Orientação
No texto sobre a intervenção do S.TO.P na reunião com o Ministro da Educação, em que mês e ano o Primeiro-Ministro António Costa desafiou os professores de português sem trabalho a emigrar?

Texto
Posição e síntese da intervenção do S.TO.P na reunião com o Ministro da Educação relativamente ao despacho sobre as habilitações próprias:
“1. É fundamental referir que todas estas alterações e a crescente necessidade de recurso a habilitações próprias para leccionar demonstra um falhanço do próprio governo, com enormes consequências na dignificação da profissão docente e na qualidade de ensino na Escola Pública. Em junho de 2016, por exemplo, o atual Primeiro Ministro António Costa, desafiava os professores de português sem trabalho a emigrar. Das duas uma, ou ignorava olimpicamente o que já era público, que a classe docente estava muito envelhecida e os cursos de formação de professores praticamente vazios ou sabia e, simplesmente, não quis saber. As duas justificações possíveis, ignorância irresponsável ou insensibilidade atroz, são ambas graves. E não foram só as afirmações avulsas do Primeiro Ministro, foram estruturalmente as políticas educativas desde 2015 (muitas no seguimento das políticas nefastas de anteriores governos) que agravaram cada vez mais as condições da classe docente (roubos no tempo de serviço, avaliações injustas e com quotas, desvalorização salarial, fim da gestão democrática, aumento do trabalho burocrático, lesados da SS, ultrapassagens, passagem involuntária da CGA para SS, etc).

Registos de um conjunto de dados

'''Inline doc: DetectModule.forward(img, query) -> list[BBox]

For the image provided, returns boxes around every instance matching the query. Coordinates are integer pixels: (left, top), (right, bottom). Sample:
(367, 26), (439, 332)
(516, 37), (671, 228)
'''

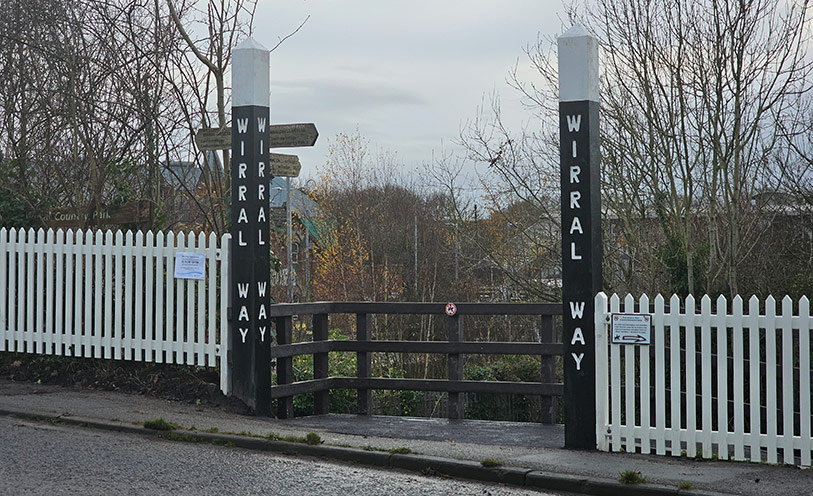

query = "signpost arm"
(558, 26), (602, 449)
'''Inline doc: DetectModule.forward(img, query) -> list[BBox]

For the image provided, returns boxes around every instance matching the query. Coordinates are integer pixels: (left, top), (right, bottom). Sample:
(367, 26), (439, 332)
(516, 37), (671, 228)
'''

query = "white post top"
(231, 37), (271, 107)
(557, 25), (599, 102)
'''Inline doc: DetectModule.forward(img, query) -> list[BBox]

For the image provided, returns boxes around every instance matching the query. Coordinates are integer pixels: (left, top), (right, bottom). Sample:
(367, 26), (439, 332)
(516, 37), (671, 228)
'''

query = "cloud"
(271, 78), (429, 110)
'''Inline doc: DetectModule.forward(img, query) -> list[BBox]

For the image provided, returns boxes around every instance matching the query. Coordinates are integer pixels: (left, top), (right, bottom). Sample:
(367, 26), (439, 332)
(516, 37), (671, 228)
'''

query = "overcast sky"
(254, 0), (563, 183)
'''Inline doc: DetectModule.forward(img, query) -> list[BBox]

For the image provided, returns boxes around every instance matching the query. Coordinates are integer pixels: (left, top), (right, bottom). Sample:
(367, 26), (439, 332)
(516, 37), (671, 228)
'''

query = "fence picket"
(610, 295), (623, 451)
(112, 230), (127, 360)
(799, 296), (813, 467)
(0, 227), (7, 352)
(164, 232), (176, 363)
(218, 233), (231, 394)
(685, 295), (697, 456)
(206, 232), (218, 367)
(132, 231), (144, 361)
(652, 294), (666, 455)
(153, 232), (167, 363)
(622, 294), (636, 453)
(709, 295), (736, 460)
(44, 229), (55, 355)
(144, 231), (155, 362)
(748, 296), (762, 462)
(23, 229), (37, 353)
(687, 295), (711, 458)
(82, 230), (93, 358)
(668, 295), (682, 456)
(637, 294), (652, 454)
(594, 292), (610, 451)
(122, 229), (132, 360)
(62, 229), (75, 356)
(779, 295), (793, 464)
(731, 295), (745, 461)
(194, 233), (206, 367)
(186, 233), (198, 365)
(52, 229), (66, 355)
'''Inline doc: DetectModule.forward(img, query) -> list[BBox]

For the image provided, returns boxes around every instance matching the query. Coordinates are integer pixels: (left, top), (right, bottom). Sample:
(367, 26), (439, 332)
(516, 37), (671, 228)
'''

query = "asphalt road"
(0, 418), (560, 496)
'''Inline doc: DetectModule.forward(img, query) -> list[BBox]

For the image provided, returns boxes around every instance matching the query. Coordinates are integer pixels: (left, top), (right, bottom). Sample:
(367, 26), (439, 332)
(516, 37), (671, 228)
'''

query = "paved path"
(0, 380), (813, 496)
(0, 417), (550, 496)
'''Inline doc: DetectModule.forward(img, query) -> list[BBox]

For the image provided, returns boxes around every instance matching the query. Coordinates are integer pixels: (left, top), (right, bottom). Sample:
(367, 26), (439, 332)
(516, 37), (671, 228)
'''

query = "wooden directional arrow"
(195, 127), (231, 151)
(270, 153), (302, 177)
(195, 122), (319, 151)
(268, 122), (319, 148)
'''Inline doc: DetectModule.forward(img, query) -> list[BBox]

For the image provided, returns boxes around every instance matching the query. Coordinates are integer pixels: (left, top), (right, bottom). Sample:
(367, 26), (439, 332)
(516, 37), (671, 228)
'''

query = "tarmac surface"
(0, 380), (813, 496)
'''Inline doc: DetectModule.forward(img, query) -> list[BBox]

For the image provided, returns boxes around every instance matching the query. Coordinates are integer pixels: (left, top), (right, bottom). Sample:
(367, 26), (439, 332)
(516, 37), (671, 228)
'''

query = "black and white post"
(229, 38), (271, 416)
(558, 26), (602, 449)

Resposta abaixo
Em junho de 2016.